▸ Records for the exercise
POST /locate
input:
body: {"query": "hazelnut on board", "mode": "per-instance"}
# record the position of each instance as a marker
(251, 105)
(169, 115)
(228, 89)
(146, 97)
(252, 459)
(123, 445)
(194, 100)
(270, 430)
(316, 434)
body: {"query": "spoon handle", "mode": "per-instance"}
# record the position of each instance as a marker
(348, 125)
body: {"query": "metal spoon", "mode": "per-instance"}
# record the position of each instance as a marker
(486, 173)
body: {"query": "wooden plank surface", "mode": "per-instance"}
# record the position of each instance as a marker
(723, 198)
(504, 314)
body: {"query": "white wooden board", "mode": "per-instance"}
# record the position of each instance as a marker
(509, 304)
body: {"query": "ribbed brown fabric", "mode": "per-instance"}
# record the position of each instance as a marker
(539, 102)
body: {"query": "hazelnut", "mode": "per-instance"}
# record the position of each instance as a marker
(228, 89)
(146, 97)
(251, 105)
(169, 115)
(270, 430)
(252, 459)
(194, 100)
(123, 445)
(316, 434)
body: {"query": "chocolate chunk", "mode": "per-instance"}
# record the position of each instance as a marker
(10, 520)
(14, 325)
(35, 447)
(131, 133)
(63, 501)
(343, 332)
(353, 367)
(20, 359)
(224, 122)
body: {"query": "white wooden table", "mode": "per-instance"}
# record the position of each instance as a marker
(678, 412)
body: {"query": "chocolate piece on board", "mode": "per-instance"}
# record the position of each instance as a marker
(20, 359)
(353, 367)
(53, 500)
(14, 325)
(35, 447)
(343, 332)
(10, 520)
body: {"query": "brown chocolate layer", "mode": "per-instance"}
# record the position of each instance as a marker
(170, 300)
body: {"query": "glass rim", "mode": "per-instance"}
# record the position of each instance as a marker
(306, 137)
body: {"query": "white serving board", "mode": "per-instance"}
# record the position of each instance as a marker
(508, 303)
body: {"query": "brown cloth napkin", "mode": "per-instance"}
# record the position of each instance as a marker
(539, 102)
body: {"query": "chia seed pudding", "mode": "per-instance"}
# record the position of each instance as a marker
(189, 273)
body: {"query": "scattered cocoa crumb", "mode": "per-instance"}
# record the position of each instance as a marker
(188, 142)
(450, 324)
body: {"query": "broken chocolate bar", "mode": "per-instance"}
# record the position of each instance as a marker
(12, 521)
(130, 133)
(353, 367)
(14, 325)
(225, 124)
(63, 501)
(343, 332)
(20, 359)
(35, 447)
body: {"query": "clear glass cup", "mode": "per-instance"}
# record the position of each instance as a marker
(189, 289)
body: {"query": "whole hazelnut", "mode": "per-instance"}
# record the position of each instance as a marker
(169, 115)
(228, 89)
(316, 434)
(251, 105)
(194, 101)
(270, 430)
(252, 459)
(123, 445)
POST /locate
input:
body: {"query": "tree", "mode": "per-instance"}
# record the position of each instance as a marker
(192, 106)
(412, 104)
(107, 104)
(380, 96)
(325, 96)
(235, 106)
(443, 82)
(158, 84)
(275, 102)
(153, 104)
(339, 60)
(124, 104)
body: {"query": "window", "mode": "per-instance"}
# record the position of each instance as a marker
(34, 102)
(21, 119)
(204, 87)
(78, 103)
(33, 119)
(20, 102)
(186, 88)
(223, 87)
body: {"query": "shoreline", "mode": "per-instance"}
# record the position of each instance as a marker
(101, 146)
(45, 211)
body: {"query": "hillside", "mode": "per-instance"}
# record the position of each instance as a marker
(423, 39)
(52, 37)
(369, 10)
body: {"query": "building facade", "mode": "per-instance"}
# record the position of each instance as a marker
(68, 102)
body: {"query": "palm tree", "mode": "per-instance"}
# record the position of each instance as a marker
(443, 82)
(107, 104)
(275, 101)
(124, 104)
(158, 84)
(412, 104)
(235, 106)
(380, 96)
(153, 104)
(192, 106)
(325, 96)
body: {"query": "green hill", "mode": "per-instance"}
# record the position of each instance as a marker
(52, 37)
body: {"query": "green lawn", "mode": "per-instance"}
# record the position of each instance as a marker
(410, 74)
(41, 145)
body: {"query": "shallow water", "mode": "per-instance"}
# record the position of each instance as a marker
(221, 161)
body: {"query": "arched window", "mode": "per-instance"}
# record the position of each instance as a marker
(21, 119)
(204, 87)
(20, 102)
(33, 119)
---
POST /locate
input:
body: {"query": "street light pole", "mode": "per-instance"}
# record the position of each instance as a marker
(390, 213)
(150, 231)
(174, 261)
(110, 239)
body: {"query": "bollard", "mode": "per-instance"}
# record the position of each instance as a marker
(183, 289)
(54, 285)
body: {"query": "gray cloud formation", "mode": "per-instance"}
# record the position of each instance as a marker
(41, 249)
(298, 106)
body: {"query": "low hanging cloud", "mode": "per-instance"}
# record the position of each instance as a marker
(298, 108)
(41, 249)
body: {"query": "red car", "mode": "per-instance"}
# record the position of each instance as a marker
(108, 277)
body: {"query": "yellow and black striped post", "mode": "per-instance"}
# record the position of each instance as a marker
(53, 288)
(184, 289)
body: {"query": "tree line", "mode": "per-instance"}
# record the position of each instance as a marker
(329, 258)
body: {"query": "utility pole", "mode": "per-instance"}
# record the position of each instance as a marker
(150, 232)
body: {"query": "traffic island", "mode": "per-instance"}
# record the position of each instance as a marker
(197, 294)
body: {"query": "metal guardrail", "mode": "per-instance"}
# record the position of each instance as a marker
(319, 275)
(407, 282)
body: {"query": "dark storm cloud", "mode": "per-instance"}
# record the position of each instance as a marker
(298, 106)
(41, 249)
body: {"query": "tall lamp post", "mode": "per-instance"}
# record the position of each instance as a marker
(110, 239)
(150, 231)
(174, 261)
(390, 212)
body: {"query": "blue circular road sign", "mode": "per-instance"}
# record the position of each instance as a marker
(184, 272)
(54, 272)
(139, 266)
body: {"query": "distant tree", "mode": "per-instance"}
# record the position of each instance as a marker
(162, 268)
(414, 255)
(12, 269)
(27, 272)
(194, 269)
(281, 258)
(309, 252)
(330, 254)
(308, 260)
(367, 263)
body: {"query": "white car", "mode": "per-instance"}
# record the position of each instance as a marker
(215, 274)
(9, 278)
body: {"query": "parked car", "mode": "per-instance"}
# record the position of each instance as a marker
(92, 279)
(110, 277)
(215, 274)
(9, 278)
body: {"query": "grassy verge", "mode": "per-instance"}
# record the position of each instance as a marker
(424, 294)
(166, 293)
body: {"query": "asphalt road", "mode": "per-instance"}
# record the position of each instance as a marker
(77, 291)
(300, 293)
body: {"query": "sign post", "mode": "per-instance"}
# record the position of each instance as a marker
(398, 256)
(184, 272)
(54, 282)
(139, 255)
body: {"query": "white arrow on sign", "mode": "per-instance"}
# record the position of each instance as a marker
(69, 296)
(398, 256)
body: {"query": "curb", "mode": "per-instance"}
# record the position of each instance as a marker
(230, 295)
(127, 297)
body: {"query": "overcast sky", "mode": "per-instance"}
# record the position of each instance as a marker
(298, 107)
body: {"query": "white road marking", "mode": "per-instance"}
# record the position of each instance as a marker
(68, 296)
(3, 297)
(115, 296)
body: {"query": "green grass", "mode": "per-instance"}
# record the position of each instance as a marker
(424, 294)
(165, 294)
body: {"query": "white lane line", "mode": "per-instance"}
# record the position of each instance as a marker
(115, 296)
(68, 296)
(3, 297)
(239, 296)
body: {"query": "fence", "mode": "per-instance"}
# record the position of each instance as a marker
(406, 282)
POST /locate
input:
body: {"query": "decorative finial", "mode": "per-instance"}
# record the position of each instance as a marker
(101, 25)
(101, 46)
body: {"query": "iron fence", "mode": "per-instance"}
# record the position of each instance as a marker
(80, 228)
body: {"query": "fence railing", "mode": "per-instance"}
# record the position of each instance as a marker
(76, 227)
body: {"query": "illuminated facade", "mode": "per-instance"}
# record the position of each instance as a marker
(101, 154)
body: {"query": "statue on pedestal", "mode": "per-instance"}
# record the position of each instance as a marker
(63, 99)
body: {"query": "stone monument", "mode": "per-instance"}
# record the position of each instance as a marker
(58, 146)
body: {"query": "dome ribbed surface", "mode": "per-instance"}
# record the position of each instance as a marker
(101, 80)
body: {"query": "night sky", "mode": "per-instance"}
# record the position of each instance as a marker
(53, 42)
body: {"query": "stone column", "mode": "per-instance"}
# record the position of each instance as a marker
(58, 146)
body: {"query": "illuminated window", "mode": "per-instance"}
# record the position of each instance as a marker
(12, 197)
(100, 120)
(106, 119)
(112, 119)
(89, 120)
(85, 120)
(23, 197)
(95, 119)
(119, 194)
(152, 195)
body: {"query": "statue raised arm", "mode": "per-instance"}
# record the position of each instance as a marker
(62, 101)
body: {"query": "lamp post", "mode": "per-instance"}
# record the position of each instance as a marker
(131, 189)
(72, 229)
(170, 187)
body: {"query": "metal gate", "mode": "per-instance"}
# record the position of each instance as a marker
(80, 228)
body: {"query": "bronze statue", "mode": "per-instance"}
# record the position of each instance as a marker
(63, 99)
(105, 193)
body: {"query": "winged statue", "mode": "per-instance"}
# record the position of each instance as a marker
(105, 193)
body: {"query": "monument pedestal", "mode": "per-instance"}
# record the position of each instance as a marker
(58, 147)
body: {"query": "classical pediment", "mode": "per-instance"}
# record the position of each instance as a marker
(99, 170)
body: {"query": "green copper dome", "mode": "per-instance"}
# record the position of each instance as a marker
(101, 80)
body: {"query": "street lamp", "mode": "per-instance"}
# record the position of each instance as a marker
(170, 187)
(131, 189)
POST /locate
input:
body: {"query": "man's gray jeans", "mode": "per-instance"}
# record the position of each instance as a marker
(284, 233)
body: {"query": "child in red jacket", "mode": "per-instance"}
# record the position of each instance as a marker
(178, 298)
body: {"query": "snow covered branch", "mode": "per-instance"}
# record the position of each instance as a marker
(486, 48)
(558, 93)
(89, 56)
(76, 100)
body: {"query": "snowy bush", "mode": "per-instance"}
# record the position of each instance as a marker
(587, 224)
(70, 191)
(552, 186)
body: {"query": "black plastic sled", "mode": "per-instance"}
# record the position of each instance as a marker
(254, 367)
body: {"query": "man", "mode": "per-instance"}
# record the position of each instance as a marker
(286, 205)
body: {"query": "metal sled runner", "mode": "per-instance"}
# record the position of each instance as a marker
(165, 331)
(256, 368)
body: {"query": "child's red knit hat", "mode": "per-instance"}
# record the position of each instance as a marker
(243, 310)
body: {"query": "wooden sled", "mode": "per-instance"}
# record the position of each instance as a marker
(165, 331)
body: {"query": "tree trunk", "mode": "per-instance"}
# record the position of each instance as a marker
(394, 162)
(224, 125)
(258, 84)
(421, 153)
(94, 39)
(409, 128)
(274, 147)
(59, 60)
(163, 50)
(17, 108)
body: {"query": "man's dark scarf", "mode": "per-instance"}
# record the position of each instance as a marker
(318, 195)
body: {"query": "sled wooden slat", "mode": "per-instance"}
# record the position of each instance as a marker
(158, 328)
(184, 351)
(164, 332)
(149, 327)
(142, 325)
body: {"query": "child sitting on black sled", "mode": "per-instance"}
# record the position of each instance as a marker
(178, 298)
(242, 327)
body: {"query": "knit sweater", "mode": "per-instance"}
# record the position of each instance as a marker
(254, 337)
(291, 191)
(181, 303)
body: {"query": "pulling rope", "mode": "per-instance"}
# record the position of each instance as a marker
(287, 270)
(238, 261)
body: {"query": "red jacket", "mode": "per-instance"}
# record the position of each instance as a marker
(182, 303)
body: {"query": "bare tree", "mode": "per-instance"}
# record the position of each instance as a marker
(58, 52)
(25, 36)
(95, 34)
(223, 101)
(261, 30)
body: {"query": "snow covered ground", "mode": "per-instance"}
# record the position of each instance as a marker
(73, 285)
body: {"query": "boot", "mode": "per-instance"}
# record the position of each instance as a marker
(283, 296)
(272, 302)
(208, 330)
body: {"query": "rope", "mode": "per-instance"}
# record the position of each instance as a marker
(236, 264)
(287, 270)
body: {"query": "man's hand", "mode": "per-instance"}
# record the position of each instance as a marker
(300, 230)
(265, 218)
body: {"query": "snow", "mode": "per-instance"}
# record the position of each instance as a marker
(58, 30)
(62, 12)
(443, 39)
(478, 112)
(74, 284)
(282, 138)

▸ Directions for this task
Wherever the word "cloud" occurs in the data above, copy the line it sits in.

▸ Solution for this exercise
body: {"query": "gray cloud formation", "mode": "per-instance"}
body: {"query": "low hanging cloud", "mode": "per-instance"}
body: {"query": "dark storm cloud", "mode": "per-instance"}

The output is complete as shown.